# QUOTED TEXT
....
Sunday, February 26, 2012

George Romney

On our reading list this week: Charles M. Lamb’s excellent book about housing segregation in suburban America since 1960 called, well, Housing Segregation in Suburban America Since 1960. On our minds: George Romney, Republican Governor of Michigan, father of Mitt, and, most importantly for our purposes, really awesome, super progressive HUD Secretary under Nixon. As Lamb writes, “Romney is remembered not only for his enforcement of the Fair Housing Act, but also for his innovative plans to racially and economically integrate the suburbs.” Despite being a Republican, Romney believed that strong federal policy could avert society-wide repercussions of isolating the poor and minorities in deteriorating cities. Here’s Lamb: "What was needed then, according to Romney, was equality of results as well as equality of opportunity. The secretary assumed that federal policy should seek to ensure that actual economic and racial integration take place in the suburbs. The time was right to open the suburbs to all, build racially balanced new communities, and make the cities more pleasant places to reside." Sounds like our kind of HUD Secretary!
....
# RECORDS SHOWN
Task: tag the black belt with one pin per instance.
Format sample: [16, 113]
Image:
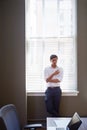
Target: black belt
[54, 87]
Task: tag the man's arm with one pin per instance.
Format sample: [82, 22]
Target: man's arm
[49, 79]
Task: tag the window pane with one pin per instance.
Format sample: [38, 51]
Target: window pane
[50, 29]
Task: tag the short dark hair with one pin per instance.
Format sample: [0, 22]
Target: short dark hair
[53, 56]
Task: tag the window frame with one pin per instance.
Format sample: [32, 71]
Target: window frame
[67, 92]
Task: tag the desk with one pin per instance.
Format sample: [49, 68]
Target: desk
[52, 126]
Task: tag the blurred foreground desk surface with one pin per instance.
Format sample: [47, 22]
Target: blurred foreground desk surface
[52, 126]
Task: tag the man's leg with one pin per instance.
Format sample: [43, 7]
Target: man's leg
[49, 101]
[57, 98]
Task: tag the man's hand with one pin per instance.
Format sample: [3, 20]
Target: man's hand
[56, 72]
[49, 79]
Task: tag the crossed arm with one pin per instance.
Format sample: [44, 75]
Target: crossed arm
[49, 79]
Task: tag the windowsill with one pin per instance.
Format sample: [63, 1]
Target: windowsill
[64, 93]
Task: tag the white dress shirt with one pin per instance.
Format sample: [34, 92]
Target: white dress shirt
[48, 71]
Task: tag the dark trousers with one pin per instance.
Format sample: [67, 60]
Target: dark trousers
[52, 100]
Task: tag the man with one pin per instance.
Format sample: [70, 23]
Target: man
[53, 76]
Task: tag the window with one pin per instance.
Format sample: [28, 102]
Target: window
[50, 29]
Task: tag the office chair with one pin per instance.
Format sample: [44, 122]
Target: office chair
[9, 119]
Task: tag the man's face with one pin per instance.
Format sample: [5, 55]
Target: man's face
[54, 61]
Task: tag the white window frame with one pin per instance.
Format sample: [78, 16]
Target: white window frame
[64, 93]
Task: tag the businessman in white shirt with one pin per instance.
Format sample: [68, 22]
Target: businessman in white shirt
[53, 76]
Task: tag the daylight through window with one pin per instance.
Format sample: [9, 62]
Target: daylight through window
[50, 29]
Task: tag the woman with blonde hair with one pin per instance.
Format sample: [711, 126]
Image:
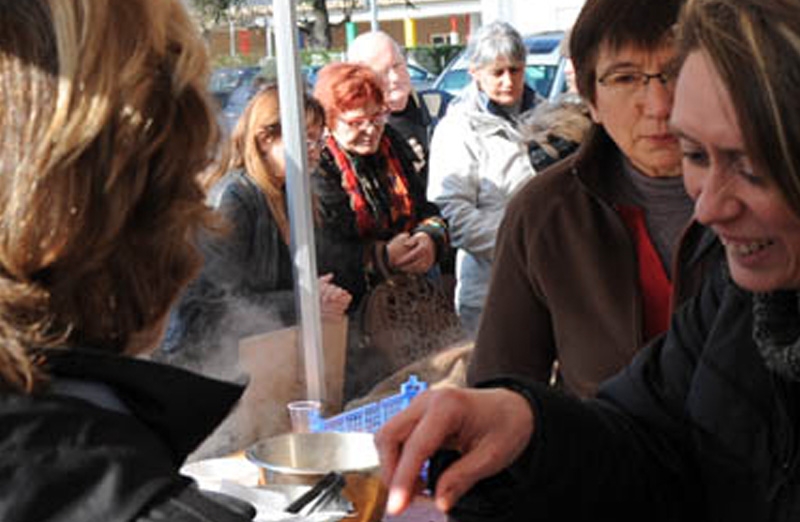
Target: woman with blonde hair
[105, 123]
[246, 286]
....
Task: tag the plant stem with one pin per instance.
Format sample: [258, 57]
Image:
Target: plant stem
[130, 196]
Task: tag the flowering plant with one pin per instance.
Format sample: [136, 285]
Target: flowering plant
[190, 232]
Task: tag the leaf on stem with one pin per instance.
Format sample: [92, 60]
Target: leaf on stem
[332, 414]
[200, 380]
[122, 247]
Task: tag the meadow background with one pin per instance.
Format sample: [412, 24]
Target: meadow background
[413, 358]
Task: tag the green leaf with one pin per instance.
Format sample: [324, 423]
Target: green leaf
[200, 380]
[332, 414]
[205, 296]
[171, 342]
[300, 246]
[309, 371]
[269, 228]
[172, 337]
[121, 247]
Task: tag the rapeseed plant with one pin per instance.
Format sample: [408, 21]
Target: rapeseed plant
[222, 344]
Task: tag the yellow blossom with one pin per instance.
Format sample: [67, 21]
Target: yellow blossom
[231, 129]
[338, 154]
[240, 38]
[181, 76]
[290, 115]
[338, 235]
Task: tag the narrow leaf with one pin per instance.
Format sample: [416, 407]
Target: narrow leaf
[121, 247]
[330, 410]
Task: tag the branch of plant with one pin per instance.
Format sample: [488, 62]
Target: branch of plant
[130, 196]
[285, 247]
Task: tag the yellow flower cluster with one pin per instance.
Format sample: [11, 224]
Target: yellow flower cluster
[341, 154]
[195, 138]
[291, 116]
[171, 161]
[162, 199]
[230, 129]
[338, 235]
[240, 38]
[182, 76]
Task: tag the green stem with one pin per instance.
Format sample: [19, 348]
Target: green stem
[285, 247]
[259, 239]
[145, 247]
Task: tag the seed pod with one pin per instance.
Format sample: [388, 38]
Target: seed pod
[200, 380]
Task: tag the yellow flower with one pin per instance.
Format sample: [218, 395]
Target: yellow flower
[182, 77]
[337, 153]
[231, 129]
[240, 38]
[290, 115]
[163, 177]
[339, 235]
....
# WHAT TO DO
[1] In the blog post about George Romney, what did Romney believe strong federal policy could avert?
[2] Carry on the blog post about George Romney from its last line, keeping the same voice.

# OUTPUTS
[1] Society-wide repercussions of isolating the poor and minorities in deteriorating cities.

[2]
Romney spearheaded two programs to achieve his goals: "Operation Breakthrough" and "Open Communities." The first was conceived as a program for the massive building of mass-produced low and moderate-income housing. But as the name suggests, Operation Breakthrough also had an integrationist agenda (although "dispersal" was Nixon's term of choice): in order to receive HUD money for sewer grants and the like, suburban communities would be required to waive restrictive requirements in their building codes and zoning ordinances. This "big stick" approach was obviously unpopular, and HUD was predictably accused of being socialistic and even totalitarian: protests of Breakthrough projects popped up in Indianapolis, Wilmington, Houston, Kalamazoo, and other cities, and the program produced far fewer units than it had hoped. "Open Communities," a "clandestine" policy designed by Romney and his aides with virtually no White House involvement. A precursor to the MTO program, the goal of Open Communities was to provide African-Americans with housing in white suburbs that they were previously unwelcome in (Lamb quotes a 1969 memo from Romney's Special Assistant John Chapin, stating that "the white suburban noose around the black in the city core is morally wrong, economically, inefficient, socially destructive, and politically destructive"). As with today's Housing Mobility programs, SMSAs with high segregation and little or no affordable housing were targeted. Unlike Operation Breakthrough, however, Open Communities was based on carrots: participating communities received sewer and water grants, open space grants, and funding for urban renewal.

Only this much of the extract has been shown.